* _EXTRACT TO READ_
Start of Block
Of course, I can’t literally “ask” questions of my system. Instead I devise a series of yes-or-no tests that I can perform. For example, let’s say my web service is not resolving requests. The first question I might ask is “Is the site actually down or is it down for just me?” For that question my test would involve visiting downforeveryoneorjustme.com and typing in the URL for my website. If the site is in fact down for everyone, then my next question might be “Are requests making it to my web server?” For that question my test would involve looking at my web server’s logs to see evidence of HTTP requests being received. And so on.
Unlike a real binary search algorithm, I don’t always do a 50/50 split. Often it’s more economical to do what you might call a “weighted binary search” instead.
Splitting on size vs. splitting on likelihood
The reason a binary search algorithm splits lists in half is because we want each yes-or-no question to eliminate as much search area as possible, but we don’t know whether the answer will be a yes or a no, and so splitting the list in half guarantees that we never eliminate less than half of the list. If for example we chose a 75/25 split instead of a 50/50 split, we risk eliminating only 25% of the possibilities rather than the other 75% of the possibilities. That would be a waste.
The 50/50 strategy makes sense if and only if you don’t know the probability of the target item appearing in one half or the other half (or if the chances truly are 50/50). The strategy makes less sense if have clues about where the target item lies.
End of Block
Point localization data:
Start of Block
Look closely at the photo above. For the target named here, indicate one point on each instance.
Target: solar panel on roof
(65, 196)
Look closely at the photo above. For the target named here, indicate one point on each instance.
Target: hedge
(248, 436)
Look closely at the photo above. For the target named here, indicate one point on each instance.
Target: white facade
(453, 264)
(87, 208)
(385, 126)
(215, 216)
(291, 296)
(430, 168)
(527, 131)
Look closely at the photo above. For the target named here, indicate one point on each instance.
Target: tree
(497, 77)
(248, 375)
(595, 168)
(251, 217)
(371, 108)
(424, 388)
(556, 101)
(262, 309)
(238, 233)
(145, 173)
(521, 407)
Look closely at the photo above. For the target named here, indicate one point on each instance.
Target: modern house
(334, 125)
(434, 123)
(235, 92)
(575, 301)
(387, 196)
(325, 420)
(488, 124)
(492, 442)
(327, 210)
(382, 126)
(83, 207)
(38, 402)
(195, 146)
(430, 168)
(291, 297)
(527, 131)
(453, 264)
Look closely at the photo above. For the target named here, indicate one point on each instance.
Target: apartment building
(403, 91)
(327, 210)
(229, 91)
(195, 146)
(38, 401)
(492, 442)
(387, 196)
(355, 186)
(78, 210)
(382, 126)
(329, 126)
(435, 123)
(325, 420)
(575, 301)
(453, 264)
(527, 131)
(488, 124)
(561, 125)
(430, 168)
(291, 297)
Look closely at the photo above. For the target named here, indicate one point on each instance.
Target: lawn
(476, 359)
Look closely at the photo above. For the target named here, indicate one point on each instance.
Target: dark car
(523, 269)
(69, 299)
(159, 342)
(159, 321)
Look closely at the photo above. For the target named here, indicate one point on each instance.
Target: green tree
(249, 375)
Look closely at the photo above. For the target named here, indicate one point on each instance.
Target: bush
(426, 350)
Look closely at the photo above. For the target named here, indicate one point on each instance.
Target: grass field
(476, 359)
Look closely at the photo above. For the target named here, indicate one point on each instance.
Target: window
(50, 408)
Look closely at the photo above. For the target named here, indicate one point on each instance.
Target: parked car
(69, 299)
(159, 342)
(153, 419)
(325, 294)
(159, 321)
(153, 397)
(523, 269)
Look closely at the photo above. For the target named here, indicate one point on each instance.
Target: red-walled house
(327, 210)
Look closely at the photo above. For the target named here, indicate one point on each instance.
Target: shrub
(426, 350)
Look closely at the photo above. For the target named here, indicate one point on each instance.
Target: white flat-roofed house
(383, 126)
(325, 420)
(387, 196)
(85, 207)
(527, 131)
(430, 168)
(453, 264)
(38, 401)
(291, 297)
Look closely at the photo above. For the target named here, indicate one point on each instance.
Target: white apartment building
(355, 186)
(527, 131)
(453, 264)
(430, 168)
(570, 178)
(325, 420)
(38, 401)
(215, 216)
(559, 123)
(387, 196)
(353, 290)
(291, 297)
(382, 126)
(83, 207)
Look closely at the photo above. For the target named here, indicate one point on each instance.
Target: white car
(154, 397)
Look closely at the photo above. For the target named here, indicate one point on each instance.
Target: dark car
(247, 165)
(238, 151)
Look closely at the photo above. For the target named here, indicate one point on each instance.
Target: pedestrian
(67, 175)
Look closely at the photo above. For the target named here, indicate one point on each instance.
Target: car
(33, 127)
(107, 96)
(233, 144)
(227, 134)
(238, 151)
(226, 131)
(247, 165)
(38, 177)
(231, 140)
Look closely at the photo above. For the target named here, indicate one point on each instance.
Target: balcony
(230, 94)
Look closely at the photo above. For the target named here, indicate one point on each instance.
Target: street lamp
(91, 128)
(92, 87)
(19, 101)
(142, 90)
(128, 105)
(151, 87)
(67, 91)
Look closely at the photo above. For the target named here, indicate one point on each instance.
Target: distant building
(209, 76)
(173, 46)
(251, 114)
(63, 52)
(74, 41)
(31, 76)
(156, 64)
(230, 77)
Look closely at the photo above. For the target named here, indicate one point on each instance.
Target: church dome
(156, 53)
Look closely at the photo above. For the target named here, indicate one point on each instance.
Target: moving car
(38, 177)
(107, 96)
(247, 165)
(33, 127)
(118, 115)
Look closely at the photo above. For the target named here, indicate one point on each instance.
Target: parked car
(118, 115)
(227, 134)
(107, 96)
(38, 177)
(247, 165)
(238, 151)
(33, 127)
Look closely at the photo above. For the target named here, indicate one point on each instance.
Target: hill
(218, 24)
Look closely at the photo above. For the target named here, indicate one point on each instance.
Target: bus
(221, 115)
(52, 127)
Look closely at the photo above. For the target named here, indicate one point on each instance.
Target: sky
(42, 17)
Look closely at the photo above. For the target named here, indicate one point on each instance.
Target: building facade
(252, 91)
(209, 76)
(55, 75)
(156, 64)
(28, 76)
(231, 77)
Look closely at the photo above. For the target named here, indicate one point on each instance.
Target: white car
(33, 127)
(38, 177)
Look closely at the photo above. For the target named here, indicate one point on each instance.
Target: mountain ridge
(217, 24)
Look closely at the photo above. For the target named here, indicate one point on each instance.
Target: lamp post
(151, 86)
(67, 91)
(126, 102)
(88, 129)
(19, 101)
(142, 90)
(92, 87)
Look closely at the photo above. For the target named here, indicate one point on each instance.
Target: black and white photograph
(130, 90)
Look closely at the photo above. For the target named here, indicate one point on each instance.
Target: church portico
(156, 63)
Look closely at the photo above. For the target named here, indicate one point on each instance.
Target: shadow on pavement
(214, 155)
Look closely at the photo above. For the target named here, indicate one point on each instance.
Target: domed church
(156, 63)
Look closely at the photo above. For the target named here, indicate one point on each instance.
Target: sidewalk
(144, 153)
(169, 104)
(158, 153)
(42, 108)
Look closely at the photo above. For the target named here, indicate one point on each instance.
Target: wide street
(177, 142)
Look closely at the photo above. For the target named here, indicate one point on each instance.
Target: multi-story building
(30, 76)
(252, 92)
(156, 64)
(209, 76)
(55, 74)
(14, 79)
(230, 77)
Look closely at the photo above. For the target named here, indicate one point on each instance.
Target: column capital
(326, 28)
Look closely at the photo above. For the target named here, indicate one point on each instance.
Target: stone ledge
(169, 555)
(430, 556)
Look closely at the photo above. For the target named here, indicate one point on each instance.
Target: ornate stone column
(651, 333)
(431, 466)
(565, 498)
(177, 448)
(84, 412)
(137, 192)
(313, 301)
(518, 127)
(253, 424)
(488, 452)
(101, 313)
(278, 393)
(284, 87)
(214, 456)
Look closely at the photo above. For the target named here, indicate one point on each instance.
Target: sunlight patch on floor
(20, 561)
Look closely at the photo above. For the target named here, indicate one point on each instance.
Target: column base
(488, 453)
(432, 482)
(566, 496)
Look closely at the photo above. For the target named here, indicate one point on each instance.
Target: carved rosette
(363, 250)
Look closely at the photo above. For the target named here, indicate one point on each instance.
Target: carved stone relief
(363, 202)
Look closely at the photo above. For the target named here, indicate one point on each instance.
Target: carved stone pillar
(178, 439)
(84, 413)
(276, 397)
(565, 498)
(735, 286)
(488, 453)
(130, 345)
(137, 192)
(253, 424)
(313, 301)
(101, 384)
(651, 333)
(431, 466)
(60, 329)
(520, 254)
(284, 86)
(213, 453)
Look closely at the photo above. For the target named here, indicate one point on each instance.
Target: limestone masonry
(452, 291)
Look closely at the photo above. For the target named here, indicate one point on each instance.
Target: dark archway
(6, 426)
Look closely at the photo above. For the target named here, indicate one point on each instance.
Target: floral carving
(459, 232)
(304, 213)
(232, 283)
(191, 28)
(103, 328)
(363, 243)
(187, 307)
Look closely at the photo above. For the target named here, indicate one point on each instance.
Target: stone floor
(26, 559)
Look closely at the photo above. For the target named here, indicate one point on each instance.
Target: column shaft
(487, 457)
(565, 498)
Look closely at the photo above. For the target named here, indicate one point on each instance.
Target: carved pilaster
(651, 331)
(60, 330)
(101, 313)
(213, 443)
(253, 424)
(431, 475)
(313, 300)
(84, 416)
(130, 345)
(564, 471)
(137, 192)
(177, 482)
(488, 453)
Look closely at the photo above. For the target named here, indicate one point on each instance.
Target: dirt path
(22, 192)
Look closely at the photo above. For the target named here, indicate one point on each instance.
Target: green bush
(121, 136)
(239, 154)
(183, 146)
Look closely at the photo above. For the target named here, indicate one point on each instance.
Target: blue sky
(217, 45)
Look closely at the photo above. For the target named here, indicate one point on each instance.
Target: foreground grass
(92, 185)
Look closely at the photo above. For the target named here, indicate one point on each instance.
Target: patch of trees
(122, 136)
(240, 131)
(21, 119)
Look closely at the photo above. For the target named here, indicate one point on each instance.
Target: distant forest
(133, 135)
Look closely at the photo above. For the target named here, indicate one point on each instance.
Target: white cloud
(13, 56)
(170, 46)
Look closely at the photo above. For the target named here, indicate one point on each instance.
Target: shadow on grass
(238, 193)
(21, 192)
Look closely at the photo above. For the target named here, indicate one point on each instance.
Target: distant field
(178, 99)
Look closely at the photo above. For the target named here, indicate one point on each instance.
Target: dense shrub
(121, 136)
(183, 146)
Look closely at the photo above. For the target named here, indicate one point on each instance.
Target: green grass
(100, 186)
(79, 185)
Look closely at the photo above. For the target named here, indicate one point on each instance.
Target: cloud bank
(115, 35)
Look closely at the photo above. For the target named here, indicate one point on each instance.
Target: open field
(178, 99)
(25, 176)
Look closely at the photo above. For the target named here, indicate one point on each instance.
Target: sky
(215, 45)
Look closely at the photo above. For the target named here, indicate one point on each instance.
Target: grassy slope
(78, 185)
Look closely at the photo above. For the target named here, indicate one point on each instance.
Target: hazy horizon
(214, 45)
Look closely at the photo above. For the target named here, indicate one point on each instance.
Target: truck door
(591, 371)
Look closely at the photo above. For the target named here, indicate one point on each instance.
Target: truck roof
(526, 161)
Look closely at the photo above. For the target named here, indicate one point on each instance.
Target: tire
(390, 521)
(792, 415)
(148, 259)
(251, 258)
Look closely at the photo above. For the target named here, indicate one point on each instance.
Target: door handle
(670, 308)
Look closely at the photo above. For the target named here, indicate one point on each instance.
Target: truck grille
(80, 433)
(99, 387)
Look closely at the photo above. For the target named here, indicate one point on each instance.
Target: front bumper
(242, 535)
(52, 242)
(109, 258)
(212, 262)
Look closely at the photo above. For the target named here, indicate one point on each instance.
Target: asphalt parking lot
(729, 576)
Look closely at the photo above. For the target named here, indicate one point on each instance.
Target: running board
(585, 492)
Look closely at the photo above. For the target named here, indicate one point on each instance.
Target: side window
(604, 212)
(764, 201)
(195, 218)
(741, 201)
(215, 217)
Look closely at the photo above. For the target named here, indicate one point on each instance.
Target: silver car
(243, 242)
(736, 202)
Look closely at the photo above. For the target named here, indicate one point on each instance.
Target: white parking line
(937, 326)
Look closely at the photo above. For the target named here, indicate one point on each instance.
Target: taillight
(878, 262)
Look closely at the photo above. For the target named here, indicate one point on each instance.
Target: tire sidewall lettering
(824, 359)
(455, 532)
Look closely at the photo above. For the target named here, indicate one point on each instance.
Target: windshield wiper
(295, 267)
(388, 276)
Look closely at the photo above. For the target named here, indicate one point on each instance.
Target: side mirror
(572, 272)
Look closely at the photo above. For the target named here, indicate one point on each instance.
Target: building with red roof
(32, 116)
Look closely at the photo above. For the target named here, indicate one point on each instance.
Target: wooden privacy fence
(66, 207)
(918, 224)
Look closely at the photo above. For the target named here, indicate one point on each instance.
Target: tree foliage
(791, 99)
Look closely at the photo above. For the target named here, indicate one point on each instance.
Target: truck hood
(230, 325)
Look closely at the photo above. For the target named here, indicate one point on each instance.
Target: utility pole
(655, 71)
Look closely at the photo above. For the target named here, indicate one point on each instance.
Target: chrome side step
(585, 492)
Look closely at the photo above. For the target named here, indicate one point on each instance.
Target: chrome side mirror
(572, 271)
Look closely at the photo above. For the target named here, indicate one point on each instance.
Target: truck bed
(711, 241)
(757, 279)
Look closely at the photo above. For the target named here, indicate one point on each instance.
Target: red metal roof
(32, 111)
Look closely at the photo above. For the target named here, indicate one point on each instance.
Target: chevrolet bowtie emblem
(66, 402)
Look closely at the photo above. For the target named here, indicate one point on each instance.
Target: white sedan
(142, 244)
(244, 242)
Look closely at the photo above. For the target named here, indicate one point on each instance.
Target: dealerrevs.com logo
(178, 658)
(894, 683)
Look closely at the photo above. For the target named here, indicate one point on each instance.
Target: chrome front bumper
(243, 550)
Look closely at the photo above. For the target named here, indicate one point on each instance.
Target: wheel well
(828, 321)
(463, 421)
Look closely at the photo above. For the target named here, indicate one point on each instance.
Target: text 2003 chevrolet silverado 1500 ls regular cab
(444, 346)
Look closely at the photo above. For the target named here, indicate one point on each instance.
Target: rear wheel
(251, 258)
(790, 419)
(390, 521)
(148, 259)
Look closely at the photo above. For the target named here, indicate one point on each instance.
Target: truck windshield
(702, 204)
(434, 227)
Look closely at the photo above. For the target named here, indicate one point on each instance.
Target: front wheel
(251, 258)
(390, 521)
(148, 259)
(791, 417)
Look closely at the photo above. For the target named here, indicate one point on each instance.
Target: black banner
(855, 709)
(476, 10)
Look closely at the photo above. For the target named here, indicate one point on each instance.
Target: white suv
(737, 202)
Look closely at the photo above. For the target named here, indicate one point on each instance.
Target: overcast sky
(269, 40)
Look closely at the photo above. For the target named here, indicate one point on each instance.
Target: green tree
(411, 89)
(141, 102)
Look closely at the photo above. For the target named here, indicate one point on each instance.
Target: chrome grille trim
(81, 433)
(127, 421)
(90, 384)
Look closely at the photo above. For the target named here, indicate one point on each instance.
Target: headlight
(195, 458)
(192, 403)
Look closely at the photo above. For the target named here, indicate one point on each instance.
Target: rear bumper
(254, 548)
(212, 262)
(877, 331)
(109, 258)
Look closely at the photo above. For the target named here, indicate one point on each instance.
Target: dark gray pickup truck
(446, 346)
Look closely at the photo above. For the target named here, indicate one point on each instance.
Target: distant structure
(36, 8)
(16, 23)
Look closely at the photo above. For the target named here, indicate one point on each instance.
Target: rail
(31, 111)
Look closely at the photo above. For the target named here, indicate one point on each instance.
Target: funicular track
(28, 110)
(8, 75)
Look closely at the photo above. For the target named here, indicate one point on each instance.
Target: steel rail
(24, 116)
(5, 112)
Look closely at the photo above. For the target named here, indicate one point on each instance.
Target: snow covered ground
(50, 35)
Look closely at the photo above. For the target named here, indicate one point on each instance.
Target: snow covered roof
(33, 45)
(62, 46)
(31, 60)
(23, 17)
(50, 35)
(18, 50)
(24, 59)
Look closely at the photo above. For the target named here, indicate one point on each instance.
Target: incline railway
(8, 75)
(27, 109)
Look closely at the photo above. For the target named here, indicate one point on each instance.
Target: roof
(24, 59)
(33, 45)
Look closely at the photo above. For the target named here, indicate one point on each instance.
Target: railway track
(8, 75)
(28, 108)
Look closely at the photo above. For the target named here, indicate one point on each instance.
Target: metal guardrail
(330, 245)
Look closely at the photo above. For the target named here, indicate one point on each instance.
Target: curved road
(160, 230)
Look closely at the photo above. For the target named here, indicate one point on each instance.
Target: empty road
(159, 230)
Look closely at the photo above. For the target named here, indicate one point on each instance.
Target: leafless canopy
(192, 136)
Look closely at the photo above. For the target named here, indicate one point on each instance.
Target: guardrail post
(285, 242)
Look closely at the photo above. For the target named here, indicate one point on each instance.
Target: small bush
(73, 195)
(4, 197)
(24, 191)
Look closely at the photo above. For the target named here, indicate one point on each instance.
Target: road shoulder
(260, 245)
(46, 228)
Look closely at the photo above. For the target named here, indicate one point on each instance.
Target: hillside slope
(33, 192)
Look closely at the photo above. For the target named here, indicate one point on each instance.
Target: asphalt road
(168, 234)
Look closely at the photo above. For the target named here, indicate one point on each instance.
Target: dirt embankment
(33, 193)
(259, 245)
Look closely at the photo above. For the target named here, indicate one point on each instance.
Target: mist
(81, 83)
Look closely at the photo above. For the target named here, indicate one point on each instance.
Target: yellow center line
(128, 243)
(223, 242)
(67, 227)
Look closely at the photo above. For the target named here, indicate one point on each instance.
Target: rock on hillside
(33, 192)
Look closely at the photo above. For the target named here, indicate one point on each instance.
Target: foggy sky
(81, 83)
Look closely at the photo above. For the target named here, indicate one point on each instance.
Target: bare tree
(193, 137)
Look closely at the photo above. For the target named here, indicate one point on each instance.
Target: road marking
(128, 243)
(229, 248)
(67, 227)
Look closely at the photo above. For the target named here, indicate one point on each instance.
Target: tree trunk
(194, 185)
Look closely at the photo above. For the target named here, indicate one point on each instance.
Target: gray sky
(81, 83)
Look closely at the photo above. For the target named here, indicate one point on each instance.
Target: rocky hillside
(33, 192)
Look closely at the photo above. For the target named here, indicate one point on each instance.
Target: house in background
End of Block
* _PROBLEM SET_
a. In the text on binary search, rewrite the stretch from "The 50/50 strategy" through "target item lies.", substituting "sought item" for "target item".
b. Answer these questions from the text on binary search:
(i) Which website does the author visit to check whether the site is down for everyone?
(ii) What does the author call the search that is often more economical than a 50/50 split?
(iii) If a 75/25 split were chosen, what share of the possibilities does the author say might be the only part eliminated?

* _ANSWERS TO THE EXERCISES_
a.
The 50/50 strategy makes sense if and only if you don’t know the probability of the sought item appearing in one half or the other half (or if the chances truly are 50/50). The strategy makes less sense if have clues about where the sought item lies.

b.
(i) downforeveryoneorjustme.com
(ii) A "weighted binary search"
(iii) 25%